-- Start of MATERIALS PROVIDED --
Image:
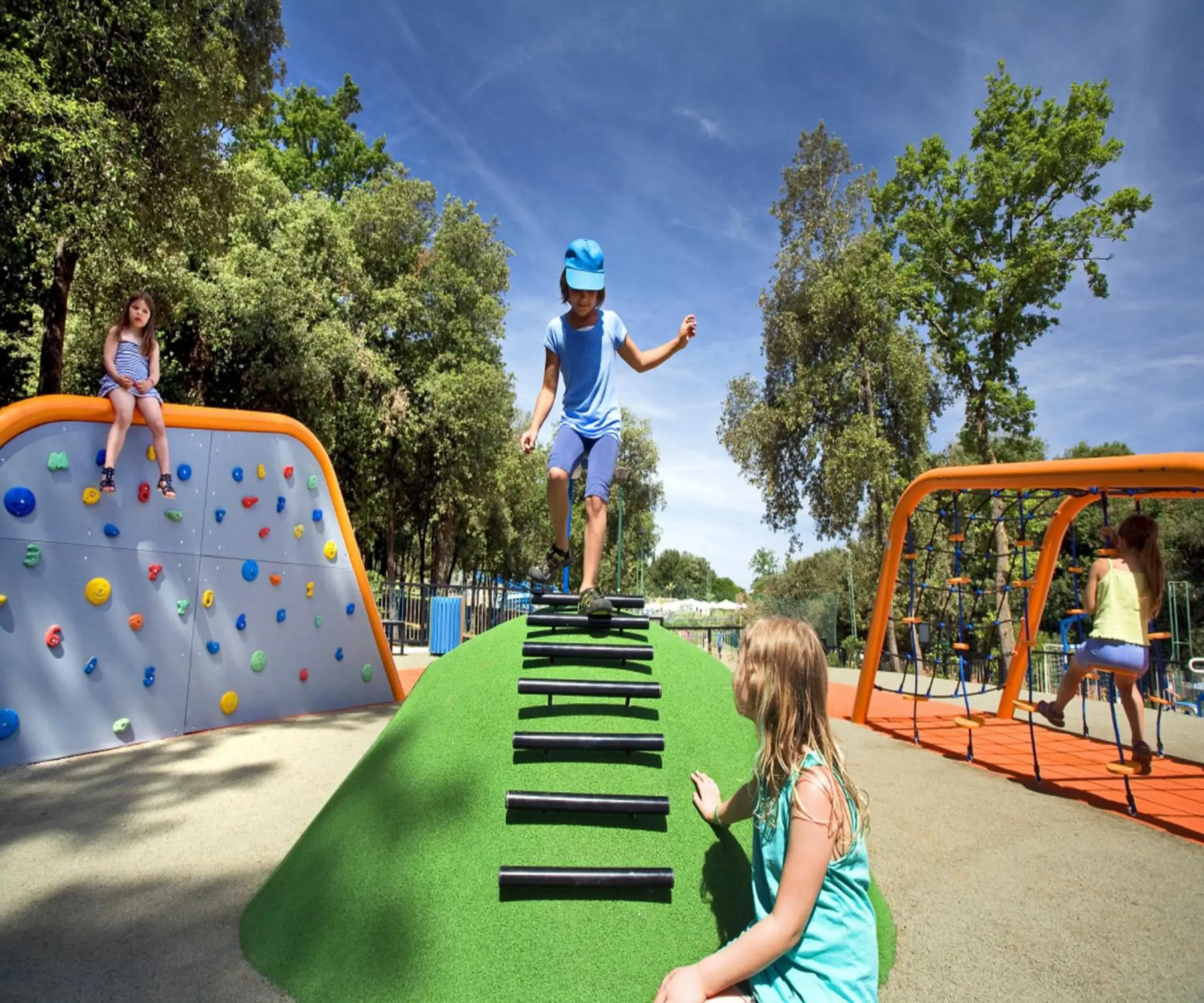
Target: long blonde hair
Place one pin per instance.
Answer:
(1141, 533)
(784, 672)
-- End of MATERIALS PROVIDED --
-- Start of MATERIALS PROVIDED --
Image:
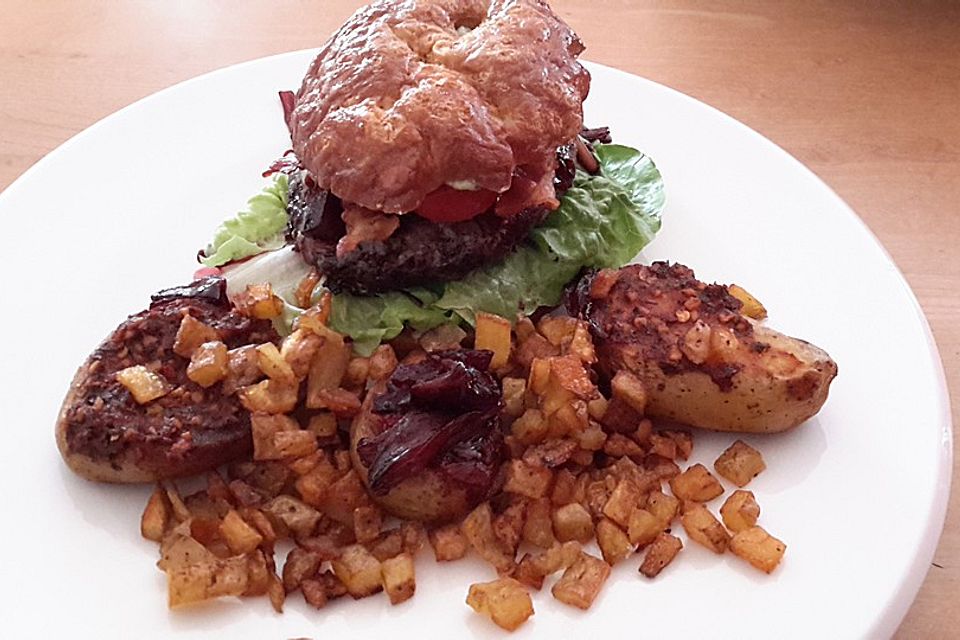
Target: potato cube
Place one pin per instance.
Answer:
-- End of MATERIALS PROVIDED --
• _PROMPT_
Report each line in the records above that contains the word "Target", copying every such line in full.

• _WRITTEN SOLUTION_
Target: long blonde hair
Target: potato cube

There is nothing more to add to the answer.